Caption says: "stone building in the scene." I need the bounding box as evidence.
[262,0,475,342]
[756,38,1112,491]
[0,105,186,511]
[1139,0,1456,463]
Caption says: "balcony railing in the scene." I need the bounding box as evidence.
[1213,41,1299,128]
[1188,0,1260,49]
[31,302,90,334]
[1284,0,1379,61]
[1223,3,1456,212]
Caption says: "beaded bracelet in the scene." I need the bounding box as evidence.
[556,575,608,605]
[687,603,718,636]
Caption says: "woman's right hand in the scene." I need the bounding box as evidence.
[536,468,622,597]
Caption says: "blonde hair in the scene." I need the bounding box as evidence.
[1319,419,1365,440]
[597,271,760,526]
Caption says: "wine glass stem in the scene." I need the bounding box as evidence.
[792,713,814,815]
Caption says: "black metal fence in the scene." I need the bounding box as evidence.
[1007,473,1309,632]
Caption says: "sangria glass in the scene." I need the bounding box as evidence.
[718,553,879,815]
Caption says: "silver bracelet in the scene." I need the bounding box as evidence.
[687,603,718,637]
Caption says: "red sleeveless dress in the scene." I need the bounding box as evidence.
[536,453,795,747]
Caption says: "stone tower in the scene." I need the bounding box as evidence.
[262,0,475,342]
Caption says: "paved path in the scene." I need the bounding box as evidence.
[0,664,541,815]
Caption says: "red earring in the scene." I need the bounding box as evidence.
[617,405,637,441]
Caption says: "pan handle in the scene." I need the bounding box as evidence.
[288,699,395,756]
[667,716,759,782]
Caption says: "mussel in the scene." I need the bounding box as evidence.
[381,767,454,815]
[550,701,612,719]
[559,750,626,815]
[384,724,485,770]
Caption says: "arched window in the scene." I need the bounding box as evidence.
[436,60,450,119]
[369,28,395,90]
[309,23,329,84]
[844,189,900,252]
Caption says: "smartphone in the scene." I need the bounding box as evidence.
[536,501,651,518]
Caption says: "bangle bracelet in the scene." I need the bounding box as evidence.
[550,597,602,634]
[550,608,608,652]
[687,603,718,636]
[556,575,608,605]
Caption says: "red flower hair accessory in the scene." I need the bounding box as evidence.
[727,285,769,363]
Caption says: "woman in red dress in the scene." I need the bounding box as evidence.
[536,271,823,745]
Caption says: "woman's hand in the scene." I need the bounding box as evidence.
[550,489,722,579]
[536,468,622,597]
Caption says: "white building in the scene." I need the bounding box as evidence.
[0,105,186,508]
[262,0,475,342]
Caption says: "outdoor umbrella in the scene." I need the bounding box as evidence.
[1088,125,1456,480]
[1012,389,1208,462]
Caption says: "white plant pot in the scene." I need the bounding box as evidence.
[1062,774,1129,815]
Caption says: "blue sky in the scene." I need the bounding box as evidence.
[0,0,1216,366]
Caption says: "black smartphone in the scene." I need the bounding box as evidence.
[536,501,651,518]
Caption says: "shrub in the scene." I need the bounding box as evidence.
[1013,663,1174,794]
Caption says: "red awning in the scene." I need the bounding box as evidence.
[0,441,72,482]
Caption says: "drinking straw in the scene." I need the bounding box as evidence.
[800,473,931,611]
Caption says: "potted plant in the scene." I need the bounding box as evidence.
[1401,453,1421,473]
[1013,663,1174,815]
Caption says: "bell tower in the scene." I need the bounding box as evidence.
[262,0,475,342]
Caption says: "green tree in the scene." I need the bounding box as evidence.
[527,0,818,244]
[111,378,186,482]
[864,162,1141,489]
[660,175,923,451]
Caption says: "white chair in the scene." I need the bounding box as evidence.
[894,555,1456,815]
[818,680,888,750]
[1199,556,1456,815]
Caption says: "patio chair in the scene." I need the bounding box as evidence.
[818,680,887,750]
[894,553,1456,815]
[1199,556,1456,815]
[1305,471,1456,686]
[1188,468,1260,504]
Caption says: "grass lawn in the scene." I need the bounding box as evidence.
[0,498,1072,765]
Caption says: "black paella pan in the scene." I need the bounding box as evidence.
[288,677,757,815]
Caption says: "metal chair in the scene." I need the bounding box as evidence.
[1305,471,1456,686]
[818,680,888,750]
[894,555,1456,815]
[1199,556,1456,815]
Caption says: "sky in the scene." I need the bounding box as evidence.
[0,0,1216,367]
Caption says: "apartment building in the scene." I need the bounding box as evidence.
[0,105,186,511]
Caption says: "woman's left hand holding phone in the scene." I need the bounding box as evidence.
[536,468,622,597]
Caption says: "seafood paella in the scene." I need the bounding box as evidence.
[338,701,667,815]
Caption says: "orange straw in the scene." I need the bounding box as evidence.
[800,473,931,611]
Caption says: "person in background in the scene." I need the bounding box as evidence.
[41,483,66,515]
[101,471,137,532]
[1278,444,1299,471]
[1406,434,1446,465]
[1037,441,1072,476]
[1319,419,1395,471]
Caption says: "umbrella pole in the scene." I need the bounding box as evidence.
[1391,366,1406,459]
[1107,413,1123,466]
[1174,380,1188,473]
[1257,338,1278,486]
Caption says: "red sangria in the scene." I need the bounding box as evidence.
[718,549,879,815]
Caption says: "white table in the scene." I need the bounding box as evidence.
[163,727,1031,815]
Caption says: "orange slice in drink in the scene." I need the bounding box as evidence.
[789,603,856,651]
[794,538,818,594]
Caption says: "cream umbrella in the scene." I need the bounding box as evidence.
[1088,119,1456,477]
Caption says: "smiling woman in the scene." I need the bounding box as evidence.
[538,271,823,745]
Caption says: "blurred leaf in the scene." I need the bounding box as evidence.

----

EXERCISE DESCRIPTION.
Count the lines in the data above that contain the word "white", and reply with the number only.

RESULT OF THIS TASK.
4